▶ Passage shown:
A group of 18 human rights organizations, including the International Women’s Health Coalition, responded to a letter from US Ambassador to the United Nations, Nikki Haley, blaming these groups for the US decision to withdraw from the United Nations Human Rights Council. IWHC is deeply committed to ensuring the health and rights of women and girls worldwide and we remain invested in our efforts to uphold these rights internationally, including at the Human Rights Council.
For transparency and reference, IWHC has posted the full text of our response below, as well as links to the original letter from NGO groups and the letter to IWHC from Ambassador Haley.
- May 17, 2018 – Joint letter from 18 NGOs to member of the Human Rights Council
- June 20, 2018 – Letter from US Ambassador Nikki Haley to the International Women’s Health Coalition
- June 22, 2018 – Joint letter from 18 NGOs responding to US Ambassador Nikki Haley
June 22, 2018
Dear Ambassador Haley,
We write in response to your letter of 20 June 2018, in which you suggest that NGOs are somehow responsible for your decision to withdraw from the Human Rights Council. The decision to resign from the Council was that of the US administration alone. We had legitimate concerns that the US’s proposal to reopen the Council’s institutional framework at the General Assembly would do more harm than good. We see it as our responsibility to express those concerns and would do so again.

▶ Problem to solve: Can you extend the joint NGO reply to Ambassador Haley, picking up right after its last sentence, "We see it as our responsibility to express those concerns and would do so again."?

▶ Stored rows:
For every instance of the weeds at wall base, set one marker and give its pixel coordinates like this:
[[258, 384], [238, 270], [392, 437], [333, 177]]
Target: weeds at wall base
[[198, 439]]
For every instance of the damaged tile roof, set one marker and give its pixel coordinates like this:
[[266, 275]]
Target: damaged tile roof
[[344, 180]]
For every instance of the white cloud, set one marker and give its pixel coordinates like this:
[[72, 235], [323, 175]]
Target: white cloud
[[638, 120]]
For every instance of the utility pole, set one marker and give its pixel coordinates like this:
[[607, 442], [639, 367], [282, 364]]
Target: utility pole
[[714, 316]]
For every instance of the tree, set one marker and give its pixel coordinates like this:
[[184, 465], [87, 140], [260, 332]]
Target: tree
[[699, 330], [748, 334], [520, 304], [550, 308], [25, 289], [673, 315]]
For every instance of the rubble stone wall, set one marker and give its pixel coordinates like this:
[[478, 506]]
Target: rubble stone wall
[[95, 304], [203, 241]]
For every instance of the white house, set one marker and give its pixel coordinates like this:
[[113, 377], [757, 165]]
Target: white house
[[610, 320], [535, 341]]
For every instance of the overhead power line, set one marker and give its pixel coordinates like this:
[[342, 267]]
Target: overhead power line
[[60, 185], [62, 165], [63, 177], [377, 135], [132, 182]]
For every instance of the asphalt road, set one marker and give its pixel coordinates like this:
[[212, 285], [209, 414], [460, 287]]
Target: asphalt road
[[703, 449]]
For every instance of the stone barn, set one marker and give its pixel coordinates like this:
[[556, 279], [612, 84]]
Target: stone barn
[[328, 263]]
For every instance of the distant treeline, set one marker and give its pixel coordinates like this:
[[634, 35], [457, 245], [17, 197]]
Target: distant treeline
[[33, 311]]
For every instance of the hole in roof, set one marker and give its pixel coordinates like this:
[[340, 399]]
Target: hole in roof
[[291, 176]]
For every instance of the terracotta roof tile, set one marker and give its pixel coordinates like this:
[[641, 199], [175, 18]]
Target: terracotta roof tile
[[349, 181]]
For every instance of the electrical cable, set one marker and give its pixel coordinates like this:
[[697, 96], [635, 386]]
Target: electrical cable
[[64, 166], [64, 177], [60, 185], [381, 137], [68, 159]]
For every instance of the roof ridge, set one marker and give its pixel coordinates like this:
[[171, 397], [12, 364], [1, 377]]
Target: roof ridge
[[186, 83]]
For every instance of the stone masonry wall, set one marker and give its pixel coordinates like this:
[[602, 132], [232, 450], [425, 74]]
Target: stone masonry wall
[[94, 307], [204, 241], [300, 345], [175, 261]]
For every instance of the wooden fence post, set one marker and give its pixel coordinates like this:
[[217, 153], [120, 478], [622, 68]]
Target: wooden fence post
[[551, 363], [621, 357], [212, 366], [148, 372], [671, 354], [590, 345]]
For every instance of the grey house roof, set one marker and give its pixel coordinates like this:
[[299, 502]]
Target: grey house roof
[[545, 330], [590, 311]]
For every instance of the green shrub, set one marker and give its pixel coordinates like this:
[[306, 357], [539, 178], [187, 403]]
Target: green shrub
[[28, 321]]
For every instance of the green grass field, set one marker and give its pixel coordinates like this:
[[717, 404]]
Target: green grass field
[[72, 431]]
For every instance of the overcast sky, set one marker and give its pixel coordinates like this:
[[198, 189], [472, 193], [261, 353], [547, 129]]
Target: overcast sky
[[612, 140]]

▶ Task answer:
Although the Human Rights Council is not perfect, it does play an essential role. It makes a significant contribution to strengthening human rights standards, providing protection and justice to victims, and promoting accountability for perpetrators. The Council and its mechanisms have played a key role in securing the freedom of detained human rights defenders, and investigating rights violations in Syria, Yemen, Burundi, Myanmar, South Sudan, Sri Lanka and North Korea, to name but a few. It continues to address thematic issues of global concern including non-discrimination, freedom of expression online and offline, freedom of assembly, housing, migration, counterterrorism, and the protection of the rights of women, rights of LGBTI people, and rights of people with disabilities.
As you know, we are independent organizations that do not work on behalf of any government. We focus on building support for policies we believe will better the lives of those most affected by abuse – which does mean we are sometimes opposed to proposals laid out by certain governments, or the proposed means of pursuing them, especially when we believe such an initiative could be more harmful than not. With regard to the Council, our goal continues to be strengthening and supporting reform efforts that are ongoing in Geneva to ensure that they are informed by the experience and expertise of national and regional level actors, including rights-holders, human rights defenders and other civil society actors, victims, survivors (and their representatives).
We are committed to the international system, including the Human Rights Council, and to ensuring the system is fit for the purpose of promoting and protecting human rights. We will continue to work towards those goals.
- Amnesty International
- ARTICLE 19
- Asian Forum for Human Rights and Development (Forum-Asia)
- Asian Legal Resource Centre (ALRC)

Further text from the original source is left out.